*Exercise data*
_ _ _ _ _ _ _

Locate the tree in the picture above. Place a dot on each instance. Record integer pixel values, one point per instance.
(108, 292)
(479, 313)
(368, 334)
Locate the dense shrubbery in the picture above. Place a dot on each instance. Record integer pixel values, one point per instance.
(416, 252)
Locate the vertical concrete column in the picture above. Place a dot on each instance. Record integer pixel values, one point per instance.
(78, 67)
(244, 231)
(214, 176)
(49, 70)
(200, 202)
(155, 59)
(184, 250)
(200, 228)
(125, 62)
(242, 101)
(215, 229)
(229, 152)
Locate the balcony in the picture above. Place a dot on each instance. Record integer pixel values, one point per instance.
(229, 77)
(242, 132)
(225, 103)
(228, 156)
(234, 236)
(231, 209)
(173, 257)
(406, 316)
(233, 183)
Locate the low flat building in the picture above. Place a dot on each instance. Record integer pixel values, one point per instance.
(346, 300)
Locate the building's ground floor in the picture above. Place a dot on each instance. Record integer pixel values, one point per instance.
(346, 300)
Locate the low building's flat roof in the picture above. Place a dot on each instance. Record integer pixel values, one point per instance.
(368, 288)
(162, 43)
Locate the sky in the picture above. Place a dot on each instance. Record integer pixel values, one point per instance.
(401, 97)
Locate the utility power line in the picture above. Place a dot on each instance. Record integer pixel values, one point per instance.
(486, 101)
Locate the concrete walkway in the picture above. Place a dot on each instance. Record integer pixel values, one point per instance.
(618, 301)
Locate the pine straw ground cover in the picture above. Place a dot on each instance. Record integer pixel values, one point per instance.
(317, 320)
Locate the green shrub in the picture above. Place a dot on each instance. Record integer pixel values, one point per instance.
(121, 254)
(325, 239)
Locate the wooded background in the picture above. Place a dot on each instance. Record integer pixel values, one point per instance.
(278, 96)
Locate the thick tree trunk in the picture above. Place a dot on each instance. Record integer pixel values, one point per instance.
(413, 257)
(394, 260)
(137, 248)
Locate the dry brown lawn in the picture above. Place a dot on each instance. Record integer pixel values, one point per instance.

_ _ _ _ _ _ _

*Exercise goal*
Please convert the listing lines from the one containing "Locate the building's" through the end of the listing, both included, into a JSON list of strings with one string per line, leaving out any blank lines.

*The response*
[
  "Locate the building's ground floor in the picture above. Place a dot on each instance. Record integer pixel values, one point per instance.",
  "(346, 300)",
  "Locate the low building's flat roof in the picture above. Place a dot on each instance. Record integer pixel values, one point per instance.",
  "(368, 288)",
  "(162, 43)",
  "Locate the sky in the picture above. Place a dot on each instance. Record integer pixel values, one point per instance.",
  "(401, 97)",
  "Locate the utility power line in the picture above. Place a dot on each instance. Record integer pixel values, one point per instance.",
  "(486, 101)",
  "Locate the concrete walkway in the picture above. Place a dot on each instance. Record integer pixel values, one point per instance.",
  "(618, 301)",
  "Locate the pine straw ground cover in the picture above. Place a dot on each instance. Record integer pixel values, one point per instance.",
  "(317, 320)",
  "Locate the green shrub in the picture above. Place a dot on each instance. Record integer pixel values, one point per instance.",
  "(121, 254)",
  "(325, 239)",
  "Locate the wooded background in the picture above. Place a dot on each instance. Record integer pixel values, one point per instance.",
  "(278, 96)",
  "Locate the thick tree trunk in the picture above. Place a dot on each instance. Record integer pixel values, one point per instance.",
  "(413, 257)",
  "(394, 260)",
  "(137, 248)",
  "Locate the dry brown lawn in the picture above. Place a dot on each instance. Record integer pixel values, one point per instance."
]